[EXTRACTED RECORDS]

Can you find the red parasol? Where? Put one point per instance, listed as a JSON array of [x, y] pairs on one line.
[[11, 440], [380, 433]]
* * *
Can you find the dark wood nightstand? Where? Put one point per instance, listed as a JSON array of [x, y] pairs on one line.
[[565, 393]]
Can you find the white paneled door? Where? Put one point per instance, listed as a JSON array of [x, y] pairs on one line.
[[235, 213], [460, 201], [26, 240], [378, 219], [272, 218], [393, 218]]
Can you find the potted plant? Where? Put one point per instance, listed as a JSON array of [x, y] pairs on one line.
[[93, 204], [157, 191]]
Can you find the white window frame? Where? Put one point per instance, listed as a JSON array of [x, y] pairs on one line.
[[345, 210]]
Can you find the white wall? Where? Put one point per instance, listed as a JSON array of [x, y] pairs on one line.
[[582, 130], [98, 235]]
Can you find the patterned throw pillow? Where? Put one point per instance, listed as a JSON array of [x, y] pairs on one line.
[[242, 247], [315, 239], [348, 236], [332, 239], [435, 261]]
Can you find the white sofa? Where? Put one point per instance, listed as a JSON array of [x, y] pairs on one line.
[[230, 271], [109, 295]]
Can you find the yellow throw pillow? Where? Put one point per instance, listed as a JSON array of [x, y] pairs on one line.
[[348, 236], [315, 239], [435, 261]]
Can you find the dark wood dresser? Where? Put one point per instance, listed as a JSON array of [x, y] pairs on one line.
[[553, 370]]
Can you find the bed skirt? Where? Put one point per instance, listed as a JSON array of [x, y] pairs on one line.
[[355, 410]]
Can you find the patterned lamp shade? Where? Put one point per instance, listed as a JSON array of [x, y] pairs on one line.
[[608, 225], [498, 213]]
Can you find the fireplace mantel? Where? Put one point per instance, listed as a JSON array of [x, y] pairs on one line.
...
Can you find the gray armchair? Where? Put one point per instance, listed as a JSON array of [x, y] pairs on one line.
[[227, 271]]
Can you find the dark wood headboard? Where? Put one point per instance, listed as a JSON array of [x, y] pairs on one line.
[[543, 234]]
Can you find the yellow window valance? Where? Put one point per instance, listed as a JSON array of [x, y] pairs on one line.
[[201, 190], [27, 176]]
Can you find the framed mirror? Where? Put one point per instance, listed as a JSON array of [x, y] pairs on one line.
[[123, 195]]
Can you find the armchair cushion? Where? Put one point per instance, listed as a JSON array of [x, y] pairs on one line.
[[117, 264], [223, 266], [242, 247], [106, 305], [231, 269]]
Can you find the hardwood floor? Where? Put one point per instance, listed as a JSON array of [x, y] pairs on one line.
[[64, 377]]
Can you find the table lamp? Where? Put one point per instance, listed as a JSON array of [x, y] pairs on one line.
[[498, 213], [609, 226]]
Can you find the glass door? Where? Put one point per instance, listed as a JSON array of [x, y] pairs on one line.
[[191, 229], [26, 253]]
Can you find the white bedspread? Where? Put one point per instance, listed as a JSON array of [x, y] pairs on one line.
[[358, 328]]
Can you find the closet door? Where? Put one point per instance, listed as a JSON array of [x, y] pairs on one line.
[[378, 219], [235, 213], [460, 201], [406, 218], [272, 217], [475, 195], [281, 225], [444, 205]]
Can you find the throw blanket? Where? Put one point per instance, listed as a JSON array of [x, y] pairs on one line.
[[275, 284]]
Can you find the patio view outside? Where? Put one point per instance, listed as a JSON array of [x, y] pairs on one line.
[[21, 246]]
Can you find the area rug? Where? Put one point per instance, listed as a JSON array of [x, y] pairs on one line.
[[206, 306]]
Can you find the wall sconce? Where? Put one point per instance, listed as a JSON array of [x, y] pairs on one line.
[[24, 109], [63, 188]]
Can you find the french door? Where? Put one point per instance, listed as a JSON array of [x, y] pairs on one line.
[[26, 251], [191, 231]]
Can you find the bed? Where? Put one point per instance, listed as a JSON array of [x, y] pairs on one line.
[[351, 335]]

[OBJECTIVE] Please find every row above that contains the word "patterned" and copy each of those rows in full.

[THE RESPONSE]
Can you find the patterned throw pillow? Where? Put one point per instance, listed as a JSON array of [x, y] pairs on one line.
Can you find the patterned lamp shade? Where? Put one point per instance, listed as a JSON array of [x, y] pairs on one line.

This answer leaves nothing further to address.